▶ **To be done**
Output the listing lines verbatim, starting at the line containing "Objective — one dot on each instance of the girl" and ending at the line containing "(1159, 764)", with both of those lines included.
— start of Extracted records —
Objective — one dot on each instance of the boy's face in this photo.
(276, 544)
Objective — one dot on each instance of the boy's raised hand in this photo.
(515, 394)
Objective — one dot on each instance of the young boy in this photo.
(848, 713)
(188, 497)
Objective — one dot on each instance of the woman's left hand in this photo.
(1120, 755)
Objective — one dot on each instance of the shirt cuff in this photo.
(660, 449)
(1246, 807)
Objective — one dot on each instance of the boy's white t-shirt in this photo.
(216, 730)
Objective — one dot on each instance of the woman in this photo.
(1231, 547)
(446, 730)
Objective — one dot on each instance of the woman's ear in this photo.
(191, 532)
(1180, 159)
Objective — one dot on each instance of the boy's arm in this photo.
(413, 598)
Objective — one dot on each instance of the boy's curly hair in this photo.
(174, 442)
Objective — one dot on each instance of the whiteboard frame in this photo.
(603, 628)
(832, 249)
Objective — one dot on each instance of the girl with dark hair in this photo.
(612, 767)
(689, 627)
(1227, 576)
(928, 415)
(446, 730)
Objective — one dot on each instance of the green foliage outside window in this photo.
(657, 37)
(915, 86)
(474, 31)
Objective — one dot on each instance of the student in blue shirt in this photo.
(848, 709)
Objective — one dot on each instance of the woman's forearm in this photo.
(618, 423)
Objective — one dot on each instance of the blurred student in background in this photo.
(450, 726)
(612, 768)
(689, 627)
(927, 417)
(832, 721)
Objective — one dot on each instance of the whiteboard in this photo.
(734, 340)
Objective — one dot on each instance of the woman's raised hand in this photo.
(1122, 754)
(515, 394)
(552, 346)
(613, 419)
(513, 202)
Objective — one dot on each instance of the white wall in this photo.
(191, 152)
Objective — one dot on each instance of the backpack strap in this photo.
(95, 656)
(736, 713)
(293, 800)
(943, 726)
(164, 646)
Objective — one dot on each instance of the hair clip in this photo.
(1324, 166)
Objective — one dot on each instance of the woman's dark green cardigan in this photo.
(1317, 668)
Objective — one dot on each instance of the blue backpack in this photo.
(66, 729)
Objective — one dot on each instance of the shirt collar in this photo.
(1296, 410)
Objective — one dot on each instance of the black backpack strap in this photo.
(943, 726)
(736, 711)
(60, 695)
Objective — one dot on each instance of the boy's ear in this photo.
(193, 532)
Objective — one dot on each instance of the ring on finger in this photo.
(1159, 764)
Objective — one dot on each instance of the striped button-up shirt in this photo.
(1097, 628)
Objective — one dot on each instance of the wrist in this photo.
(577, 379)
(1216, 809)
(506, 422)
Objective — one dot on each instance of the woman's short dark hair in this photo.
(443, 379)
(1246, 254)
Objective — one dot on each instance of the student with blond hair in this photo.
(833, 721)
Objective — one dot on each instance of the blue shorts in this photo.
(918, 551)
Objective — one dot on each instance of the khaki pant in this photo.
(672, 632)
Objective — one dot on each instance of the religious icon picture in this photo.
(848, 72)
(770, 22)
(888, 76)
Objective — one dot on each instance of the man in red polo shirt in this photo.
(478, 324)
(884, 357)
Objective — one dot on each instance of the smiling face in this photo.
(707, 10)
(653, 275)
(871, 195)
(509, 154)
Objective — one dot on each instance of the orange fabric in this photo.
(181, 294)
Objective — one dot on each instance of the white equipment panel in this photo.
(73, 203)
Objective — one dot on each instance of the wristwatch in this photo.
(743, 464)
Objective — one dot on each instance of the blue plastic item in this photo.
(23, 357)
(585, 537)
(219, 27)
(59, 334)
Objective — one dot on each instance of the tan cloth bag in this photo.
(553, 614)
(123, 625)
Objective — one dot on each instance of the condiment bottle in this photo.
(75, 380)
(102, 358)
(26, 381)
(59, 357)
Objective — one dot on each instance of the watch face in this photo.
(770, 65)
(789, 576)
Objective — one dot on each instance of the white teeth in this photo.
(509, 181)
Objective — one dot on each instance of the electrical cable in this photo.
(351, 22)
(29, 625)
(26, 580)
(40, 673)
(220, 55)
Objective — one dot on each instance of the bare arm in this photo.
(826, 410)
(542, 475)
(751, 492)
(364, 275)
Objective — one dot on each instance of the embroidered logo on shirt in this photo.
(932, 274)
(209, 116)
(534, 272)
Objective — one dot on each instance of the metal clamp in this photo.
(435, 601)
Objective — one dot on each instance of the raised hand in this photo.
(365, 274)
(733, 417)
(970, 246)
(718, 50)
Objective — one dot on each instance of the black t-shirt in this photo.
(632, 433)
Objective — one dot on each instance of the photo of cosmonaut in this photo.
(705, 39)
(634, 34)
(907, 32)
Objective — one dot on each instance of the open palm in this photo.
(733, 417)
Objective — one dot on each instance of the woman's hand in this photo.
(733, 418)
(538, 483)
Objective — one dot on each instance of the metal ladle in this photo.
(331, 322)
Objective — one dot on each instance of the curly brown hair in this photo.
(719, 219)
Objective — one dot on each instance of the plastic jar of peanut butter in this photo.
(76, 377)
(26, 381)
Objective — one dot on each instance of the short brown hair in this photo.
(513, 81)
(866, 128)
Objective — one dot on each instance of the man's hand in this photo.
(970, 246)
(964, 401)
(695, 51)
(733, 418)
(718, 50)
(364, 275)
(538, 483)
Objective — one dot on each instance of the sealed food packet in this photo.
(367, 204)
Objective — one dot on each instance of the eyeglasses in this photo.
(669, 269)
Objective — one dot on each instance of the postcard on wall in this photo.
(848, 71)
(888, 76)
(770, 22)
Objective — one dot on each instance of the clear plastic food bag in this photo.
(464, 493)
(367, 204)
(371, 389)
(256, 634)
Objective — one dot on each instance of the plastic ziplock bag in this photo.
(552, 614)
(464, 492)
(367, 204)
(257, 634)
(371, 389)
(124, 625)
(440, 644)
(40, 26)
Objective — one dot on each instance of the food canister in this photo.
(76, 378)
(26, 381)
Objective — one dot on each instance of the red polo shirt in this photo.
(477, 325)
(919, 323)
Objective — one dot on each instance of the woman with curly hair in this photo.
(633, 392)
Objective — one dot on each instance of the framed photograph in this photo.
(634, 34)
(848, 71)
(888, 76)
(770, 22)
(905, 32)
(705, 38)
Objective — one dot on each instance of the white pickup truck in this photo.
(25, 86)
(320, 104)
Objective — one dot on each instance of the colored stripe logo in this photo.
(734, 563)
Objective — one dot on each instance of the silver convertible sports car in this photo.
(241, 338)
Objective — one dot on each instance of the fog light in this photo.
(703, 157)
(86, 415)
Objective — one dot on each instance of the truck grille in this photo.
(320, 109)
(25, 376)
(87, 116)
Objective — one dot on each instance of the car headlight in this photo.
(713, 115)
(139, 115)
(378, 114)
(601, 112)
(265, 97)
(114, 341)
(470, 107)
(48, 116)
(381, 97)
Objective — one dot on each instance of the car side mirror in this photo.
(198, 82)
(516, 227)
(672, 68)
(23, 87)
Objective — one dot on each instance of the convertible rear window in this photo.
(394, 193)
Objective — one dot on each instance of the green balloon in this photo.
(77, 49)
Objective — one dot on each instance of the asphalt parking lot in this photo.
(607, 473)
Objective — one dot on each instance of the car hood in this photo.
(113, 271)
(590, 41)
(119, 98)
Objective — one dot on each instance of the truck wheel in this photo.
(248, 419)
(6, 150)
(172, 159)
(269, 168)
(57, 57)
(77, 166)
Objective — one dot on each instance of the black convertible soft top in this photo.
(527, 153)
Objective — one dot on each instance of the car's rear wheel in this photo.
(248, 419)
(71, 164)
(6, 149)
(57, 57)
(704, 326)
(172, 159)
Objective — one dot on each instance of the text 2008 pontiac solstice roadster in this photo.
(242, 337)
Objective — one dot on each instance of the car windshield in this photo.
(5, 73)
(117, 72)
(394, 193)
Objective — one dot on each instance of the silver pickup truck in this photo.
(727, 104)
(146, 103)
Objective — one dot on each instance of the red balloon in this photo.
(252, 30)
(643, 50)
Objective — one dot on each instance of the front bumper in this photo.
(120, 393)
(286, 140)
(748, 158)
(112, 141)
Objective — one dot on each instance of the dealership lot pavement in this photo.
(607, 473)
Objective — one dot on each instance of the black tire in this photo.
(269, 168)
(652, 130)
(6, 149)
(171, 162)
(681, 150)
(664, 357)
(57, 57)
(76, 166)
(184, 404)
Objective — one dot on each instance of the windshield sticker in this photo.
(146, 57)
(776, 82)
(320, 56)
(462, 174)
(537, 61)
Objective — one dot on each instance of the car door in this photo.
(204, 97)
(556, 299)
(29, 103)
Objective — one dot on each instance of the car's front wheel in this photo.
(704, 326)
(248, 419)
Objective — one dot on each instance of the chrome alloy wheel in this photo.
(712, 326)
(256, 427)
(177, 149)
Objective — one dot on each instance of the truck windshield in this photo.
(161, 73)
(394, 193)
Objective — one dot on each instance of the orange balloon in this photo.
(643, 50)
— end of Extracted records —
▶ **Response to the task**
Objective — one dot on each instance of the girl with dark hair in this photo.
(612, 767)
(689, 627)
(1227, 576)
(928, 415)
(446, 730)
Objective — one dot on each instance of the green foliage outside window in this photo.
(657, 37)
(915, 86)
(474, 31)
Objective — one dot on each instance of the student in blue shirt in this photo.
(848, 709)
Objective — one dot on each instance of the woman's forearm in this photo.
(618, 423)
Objective — one dot on each instance of the blurred student in background in this photo.
(450, 726)
(612, 768)
(689, 627)
(927, 417)
(832, 721)
Objective — one dot on each instance of the whiteboard in this photo.
(734, 340)
Objective — one dot on each instance of the woman's raised hand in this photo.
(1122, 754)
(515, 394)
(552, 346)
(613, 419)
(513, 202)
Objective — one dot on each instance of the white wall in this photo.
(191, 152)
Objective — one dot on each instance of the backpack strap in this photo.
(95, 656)
(736, 713)
(293, 800)
(943, 726)
(164, 646)
Objective — one dot on each instance of the hair clip in this photo.
(1324, 166)
Objective — one dot on each instance of the woman's dark green cardigan in this photo.
(1317, 668)
Objective — one dot on each instance of the blue backpack in this photo.
(66, 729)
Objective — one dot on each instance of the shirt collar in this photo.
(1296, 410)
Objective — one dot on each instance of the black backpack strap in this photo.
(943, 726)
(736, 711)
(60, 695)
Objective — one dot on each instance of the boy's ear in this photo.
(193, 532)
Objective — one dot on each instance of the ring on finger in this photo.
(1159, 764)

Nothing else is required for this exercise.